[Task instructions]
Reproduce, character for character, the entries from their opening line through the line with "252 295 L 182".

[Stored data entries]
____

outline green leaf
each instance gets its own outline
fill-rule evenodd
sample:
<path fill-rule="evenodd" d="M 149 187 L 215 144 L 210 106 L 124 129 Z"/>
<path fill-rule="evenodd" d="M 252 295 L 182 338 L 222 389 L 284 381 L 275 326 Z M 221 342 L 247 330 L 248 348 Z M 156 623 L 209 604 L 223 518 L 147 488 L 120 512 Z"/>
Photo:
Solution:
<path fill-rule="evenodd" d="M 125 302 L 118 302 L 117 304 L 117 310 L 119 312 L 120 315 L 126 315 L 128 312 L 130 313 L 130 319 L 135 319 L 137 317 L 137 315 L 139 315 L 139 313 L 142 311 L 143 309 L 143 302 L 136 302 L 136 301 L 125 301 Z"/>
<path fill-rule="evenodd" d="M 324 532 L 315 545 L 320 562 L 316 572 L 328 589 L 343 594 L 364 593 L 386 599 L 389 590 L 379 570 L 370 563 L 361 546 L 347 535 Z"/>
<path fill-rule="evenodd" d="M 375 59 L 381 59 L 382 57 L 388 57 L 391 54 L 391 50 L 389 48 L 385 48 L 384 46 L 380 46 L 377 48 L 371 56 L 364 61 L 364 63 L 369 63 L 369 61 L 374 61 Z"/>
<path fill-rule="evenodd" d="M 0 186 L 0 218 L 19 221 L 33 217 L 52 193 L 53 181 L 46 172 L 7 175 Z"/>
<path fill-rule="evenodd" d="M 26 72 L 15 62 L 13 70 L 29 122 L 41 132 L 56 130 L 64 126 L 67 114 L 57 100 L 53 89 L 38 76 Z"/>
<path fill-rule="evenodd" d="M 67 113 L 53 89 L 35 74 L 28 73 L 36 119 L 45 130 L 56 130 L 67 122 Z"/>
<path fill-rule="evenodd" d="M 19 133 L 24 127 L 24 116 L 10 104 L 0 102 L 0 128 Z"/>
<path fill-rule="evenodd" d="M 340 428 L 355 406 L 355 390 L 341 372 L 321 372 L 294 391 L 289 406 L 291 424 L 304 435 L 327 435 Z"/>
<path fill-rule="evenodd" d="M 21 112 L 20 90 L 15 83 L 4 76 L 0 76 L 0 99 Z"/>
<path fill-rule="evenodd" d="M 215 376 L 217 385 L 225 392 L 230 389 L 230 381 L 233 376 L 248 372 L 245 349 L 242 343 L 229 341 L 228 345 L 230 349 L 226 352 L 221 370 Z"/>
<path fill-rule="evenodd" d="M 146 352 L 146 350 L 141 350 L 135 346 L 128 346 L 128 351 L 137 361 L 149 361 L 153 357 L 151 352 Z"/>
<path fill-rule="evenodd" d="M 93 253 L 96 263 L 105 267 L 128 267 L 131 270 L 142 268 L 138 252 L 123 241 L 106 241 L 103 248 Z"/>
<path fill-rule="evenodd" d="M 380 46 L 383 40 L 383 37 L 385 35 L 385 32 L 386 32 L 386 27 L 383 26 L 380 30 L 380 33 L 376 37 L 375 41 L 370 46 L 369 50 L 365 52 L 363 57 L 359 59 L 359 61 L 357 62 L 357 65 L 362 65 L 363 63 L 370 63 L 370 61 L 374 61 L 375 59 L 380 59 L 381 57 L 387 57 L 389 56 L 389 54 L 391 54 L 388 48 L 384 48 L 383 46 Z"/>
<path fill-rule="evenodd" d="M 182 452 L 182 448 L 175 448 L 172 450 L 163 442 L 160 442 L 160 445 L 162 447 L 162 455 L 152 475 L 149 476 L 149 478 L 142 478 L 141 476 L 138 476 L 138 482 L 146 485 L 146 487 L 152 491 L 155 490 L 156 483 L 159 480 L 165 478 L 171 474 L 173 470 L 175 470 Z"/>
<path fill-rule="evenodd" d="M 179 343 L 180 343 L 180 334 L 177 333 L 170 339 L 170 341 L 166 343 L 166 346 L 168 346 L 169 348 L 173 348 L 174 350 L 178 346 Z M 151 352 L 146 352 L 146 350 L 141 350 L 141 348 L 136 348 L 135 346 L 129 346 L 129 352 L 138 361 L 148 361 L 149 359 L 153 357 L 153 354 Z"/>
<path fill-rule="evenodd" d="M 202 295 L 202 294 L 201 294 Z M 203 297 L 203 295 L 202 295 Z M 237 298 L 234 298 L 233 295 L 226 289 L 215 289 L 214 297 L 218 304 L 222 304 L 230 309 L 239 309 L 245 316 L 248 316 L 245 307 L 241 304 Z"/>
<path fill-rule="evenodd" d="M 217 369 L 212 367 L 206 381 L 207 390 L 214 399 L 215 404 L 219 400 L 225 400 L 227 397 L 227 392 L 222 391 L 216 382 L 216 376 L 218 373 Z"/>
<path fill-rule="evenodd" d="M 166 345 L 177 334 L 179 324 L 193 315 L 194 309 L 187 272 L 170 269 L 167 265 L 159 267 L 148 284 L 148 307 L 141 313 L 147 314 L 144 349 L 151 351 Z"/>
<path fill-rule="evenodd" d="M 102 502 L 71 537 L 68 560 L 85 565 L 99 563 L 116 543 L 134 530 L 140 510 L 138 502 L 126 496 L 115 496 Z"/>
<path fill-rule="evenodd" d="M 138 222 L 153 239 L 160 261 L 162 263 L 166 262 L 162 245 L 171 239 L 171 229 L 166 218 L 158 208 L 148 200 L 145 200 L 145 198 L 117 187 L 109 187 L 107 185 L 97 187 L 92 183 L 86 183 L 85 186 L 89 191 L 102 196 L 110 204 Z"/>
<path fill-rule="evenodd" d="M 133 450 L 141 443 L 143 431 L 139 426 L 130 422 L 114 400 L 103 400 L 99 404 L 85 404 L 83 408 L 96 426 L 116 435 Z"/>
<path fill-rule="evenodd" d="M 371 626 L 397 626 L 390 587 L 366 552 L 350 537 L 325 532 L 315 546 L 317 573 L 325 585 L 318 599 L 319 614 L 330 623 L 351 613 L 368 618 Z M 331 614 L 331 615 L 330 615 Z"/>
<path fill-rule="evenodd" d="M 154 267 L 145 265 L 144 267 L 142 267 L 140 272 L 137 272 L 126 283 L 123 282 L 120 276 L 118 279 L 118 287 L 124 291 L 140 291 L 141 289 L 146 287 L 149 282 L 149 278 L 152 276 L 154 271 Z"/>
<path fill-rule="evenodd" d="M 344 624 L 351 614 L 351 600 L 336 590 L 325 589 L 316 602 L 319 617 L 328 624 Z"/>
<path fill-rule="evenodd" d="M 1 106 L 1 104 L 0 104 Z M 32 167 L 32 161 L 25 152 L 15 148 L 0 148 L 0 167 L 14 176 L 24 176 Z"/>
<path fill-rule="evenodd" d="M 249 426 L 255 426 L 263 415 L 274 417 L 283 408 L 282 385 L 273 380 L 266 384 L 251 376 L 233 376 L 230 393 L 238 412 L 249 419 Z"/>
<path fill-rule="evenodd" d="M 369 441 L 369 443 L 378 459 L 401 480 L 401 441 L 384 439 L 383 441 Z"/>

____

[Answer box]
outline green leaf
each instance gets its own outline
fill-rule evenodd
sample:
<path fill-rule="evenodd" d="M 149 187 L 215 144 L 210 106 L 124 129 Z"/>
<path fill-rule="evenodd" d="M 252 295 L 182 338 L 222 389 L 284 381 L 275 326 Z M 221 342 L 247 330 L 248 348 Z M 156 623 L 209 604 L 223 518 L 147 488 L 120 512 Z"/>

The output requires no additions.